• INSTRUCTIONS:
- 1) In the article on Tayside's links with China, which Chinese city has Angus Council forged strong links with?
- 2) Using the article on Tayside's links with China, explain why Mervyn Rolfe says every Tayside company should understand the Chinese market even if it sees no business opportunity there.

Dundee & Tayside Chamber of Commerce chief executive Mervyn Rolfe said today that, while the chamber already had “multi-layered” links with a number of areas of China, business and commerce locally could still be more proactive.

“I don’t think any of us — in this area and across Scotland as a whole — is moving fast enough to understand and deal with the implications China will undoubtedly have on our economy,” he told the Evening Telegraph. “Make no mistake, the implications for us all are huge.”

Mr Rolfe’s comments come just hours after Scotland’s Deputy First Minister singled out two life sciences companies in Tayside for praise during a visit to China.

Addressing a seminar in Beijing, enterprise minister Jim Wallace lauded Dundee-based Axis-Shield and Bio-Rad Laboratories (Europe) Ltd. of Perth, describing them as a “shining example” of how to capitalise on opportunities in China. Both have forged potentially lucrative links with China.

Mr Wallace told the seminar China is “a land of opportunity for Scotland” and the opportunities are greater still when it comes to areas such as life sciences where Scotland is a world leader.

In-vitro diagnostic products company Axis-Shield is currently taking forward an agreement with the Chinese Ministry of Health to use its products in a diabetes research project. It is estimated there are 40 million diabetic patients in China — with the number increasing by a million a year.

Bio-Rad (Europe), based at Perth’s Riverview Business Park, has revealed that it is projecting a five-fold increase this year in the number of neonatal test kits it supplies to China. The potential of the market can be measured by the fact there are 17 million births a year there.

Mr Rolfe said existing links between Tayside and China were much wider and deeper than probably many people in the area realised.

For example Angus Council had forged strong links with the city of Yantai in the province of Shandong in eastern China. Abertay and Dundee universities also had growing educational links with the country.

The chamber was planning to be involved in a trade mission to China possibly later this year or next year.

“The existing links between Tayside and China are very positive,” commented Mr Rolfe, “but there is still enormous potential for this area to exploit. The first and most important is that every company in Tayside should be aware of what’s happening in China.

“Even if they don’t think there’s a business opportunity there, they need to understand the dynamics of the Chinese market and how it might impact on Scotland.

“It’s going to impact massively on the whole of the western economy. Manufacturing costs there are miniscule and there is plenty of labour available. The Chinese are taking a million peasants a year off the fields and putting them into industry.”

Mr Rolfe said he had made a trade visit to China last year and had been “amazed” by what he had seen in terms of industrial development.

“The scale of what is happening there is just mind-boggling,” he said. “As an example, the Chinese are in the process of opening a new business park in the Yantai area — it’s a third of the size of Dundee and is already properly serviced and ready to go.”

• MATERIAL PROVIDED:
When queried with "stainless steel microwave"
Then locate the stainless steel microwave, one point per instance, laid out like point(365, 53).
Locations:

• TASK RESULTS:
- 1) Yantai, in the province of Shandong in eastern China.

- 2) The Chinese market might impact Scotland, and Rolfe expects it to impact massively on the whole western economy. Manufacturing costs in China are very low, plenty of labor is available, and a million peasants a year are being taken off the fields and put into industry.